= REQUIREMENT =
When you copy the data, keep every line exactly as written and skip the pictures.

= DATA LISTING =
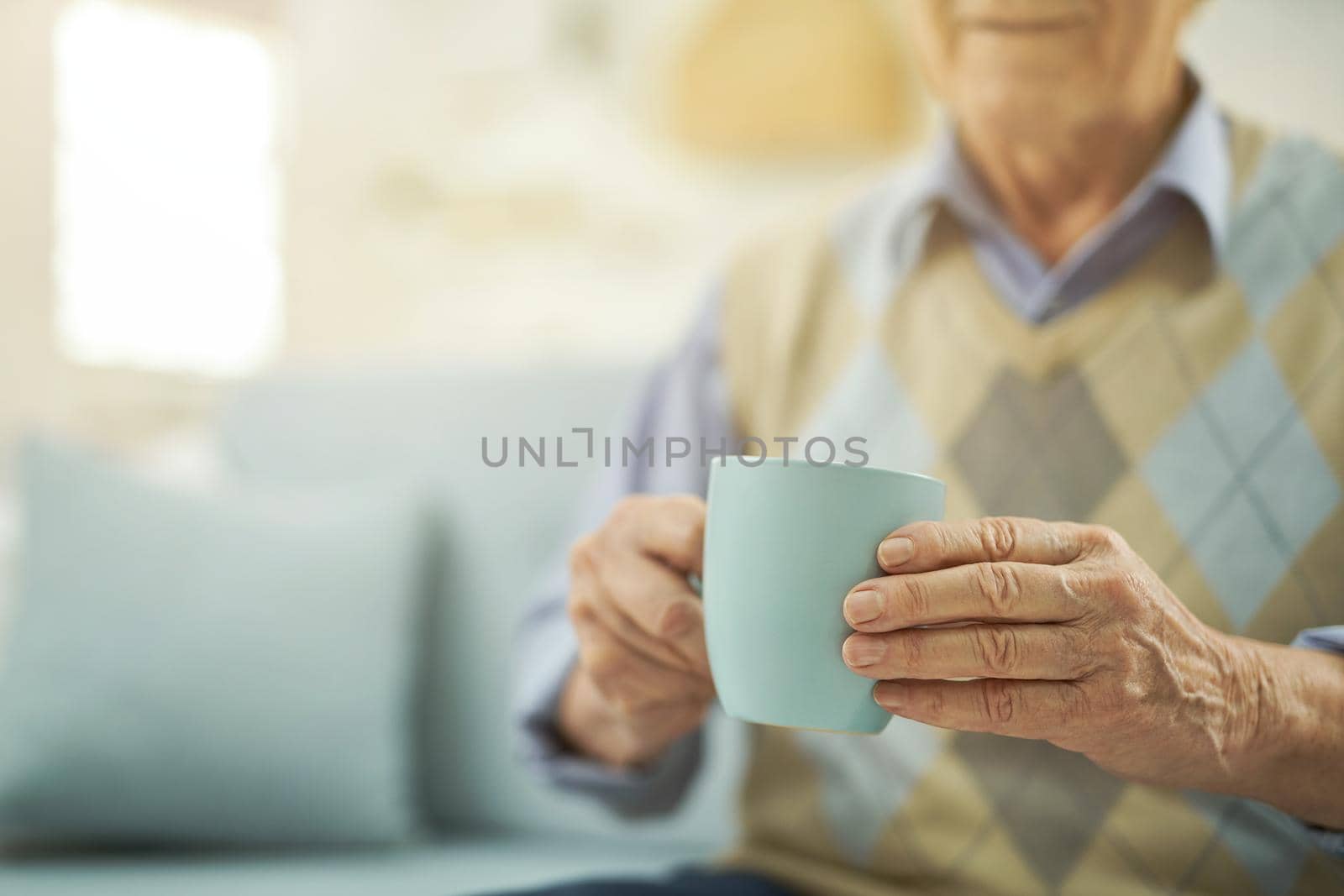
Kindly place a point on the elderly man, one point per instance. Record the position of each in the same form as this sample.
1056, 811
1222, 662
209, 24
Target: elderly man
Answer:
1100, 302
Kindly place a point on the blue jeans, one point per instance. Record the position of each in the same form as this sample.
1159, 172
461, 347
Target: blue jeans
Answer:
683, 883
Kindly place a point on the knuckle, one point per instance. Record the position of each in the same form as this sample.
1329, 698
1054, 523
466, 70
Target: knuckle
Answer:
999, 649
998, 537
1000, 705
675, 618
914, 598
605, 664
913, 654
999, 586
1102, 537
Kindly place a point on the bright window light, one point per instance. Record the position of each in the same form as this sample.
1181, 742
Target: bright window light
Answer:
167, 199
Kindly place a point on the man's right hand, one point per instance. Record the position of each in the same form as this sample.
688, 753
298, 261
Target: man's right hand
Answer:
643, 676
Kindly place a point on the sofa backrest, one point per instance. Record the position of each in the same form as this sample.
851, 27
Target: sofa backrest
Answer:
499, 530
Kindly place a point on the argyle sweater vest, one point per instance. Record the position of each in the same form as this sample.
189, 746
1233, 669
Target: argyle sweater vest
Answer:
1196, 406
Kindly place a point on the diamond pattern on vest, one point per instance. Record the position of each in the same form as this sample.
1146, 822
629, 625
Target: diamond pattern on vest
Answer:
1205, 427
1039, 450
1028, 779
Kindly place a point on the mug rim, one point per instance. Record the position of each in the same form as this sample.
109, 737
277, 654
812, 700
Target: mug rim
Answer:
779, 463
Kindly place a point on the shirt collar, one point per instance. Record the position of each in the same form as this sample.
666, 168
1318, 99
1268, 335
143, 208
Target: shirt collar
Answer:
1195, 164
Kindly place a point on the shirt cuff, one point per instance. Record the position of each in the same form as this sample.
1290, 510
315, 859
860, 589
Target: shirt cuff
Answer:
631, 793
1330, 638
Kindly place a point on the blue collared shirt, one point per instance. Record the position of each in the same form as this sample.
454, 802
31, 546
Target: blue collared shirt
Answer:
689, 396
1195, 170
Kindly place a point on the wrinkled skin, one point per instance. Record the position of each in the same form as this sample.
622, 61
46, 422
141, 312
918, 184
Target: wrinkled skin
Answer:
1079, 644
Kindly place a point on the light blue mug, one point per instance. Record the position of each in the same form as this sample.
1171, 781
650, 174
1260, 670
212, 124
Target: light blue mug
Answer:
784, 543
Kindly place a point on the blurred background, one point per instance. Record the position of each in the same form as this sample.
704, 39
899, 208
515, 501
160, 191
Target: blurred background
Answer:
343, 241
194, 191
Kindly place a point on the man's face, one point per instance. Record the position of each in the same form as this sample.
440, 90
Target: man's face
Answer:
1016, 65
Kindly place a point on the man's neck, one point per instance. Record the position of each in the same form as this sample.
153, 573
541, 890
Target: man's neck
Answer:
1053, 187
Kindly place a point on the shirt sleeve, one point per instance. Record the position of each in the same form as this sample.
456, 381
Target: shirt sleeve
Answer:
685, 399
1326, 638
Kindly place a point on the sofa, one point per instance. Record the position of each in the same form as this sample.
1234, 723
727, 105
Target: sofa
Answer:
487, 822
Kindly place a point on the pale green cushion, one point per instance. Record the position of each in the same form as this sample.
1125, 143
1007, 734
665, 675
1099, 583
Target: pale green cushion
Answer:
207, 669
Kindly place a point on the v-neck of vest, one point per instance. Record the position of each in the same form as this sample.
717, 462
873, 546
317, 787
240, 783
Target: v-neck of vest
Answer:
1041, 349
1178, 266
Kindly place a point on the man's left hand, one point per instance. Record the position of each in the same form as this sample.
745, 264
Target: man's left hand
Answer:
1077, 641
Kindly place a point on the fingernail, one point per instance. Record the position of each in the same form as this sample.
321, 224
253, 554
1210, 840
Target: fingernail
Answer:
889, 694
893, 553
864, 606
860, 651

= REPLY =
Kindly place a point on the elderly man, one point per instance. Record the position of each in the same form as this sample.
1056, 811
1222, 662
209, 24
Target: elderly man
Answer:
1100, 302
Kindly place a point on the blue jeans, one point per instance. Record the position of each in the same form as this sample.
1159, 172
461, 347
Target: blue jeans
Answer:
683, 883
Kindly place a point on the knuckle, one point per instance. Record the position of each in the same form as this sample.
1329, 698
1054, 523
466, 70
Target: knuckle
Answer:
999, 649
998, 537
1000, 705
675, 618
914, 598
605, 664
913, 654
999, 586
1102, 537
Kindly place a point on the bright window light, one point per instance. Record the position of each in the same form as this sample.
1181, 742
Target: bright window light
Answer:
167, 199
Kindly place a point on the man's right hand, one point per instance. Record the position of each in the same form as this sample.
688, 753
298, 261
Target: man's right hand
Answer:
643, 676
Kindly place a point on the sofa backrest, one point per instance. Record the position of each in the same form as this sample.
851, 27
Target: sofa backrest
Answer:
499, 530
Kindly place a point on the argyle sweater vest, one point per instance. Record the position of each in the same form as this sample.
189, 746
1233, 669
Target: argyle sweater vest
Answer:
1196, 406
Kindly place a point on the diamond pattern on vest, one point per instance. Record the position of each in the same form as this sample.
1146, 822
629, 625
Target: diamond pattern on vest
Answer:
1205, 427
1039, 450
1028, 779
Kindly place a point on the mug rim, one point per instance. Record the position of each in the same form as this sample.
109, 737
277, 654
812, 700
Target: mug rim
Answer:
779, 463
Kindly place a point on the shirt collar, one point per instance. Record the position of each in the same form as this sample.
666, 168
1318, 99
1268, 335
143, 208
Target: shirt collar
Answer:
1195, 164
Kindly place a point on the shirt cuff, one point per instance. Record the position of each in the same form as this sample.
1290, 510
315, 859
860, 589
Target: shirt cuff
Answer:
631, 793
1330, 638
Kindly place a point on the blue collared shirt, one point per instance. Record the position of each in the same form as this sample.
454, 802
31, 546
Target: blue collared shirt
Answer:
689, 396
1195, 170
Kindly place a point on the wrinkled skin, one point per instance. Record the position of each in the same form as this sample.
622, 61
46, 422
141, 312
918, 184
Target: wrinkled skin
Answer:
1079, 644
Kindly place a point on the light blue mug, one point per instance. Record the position of each in the same form as this sample.
1171, 781
650, 174
1260, 670
212, 124
Target: light blue mug
Answer:
784, 543
Kindly place a point on the blurred background, one point per instance. Record the position of each in the same form as this sample.
704, 39
899, 208
515, 501
160, 191
Target: blurred background
Answer:
343, 241
194, 191
Kindly place a point on the man's face, one point per instance. Record the position of each in the same form as this sample.
440, 90
Target: man's face
Answer:
1016, 65
Kindly place a point on the man's neck, one point per instance. Record the position of each in the same form as this sample.
153, 573
541, 890
Target: man's neck
Answer:
1053, 187
Kindly place a point on the shirt sleeve, one point per instance. Record the position of each in the same form as this sample.
456, 381
Target: shirt sleeve
Answer:
685, 399
1326, 638
Kindly place a point on the sofa, one point per instance. Record the position of each in the same form as this sample.
1234, 723
727, 105
Target: sofa
Answer:
487, 822
Kindly place a point on the pale green cushion, one point per instance. Record the position of each in the same form as this sample.
1125, 143
1007, 734
665, 675
1099, 583
Target: pale green cushion
Answer:
207, 669
Kindly place a point on the v-neck of vest, one point per instance. Record the position of each in the same form as this sample.
717, 462
873, 546
317, 787
240, 783
Target: v-neck of vest
Answer:
1041, 349
1178, 266
Kindly place a point on the man's left hand, one point per instance. Record the position of each in the same form as this sample.
745, 264
Target: man's left hand
Answer:
1077, 641
Kindly place a point on the fingernail, one point per instance. Record the position of each in the same form as this sample.
321, 224
253, 554
1210, 840
Target: fingernail
Answer:
889, 694
893, 553
864, 606
860, 651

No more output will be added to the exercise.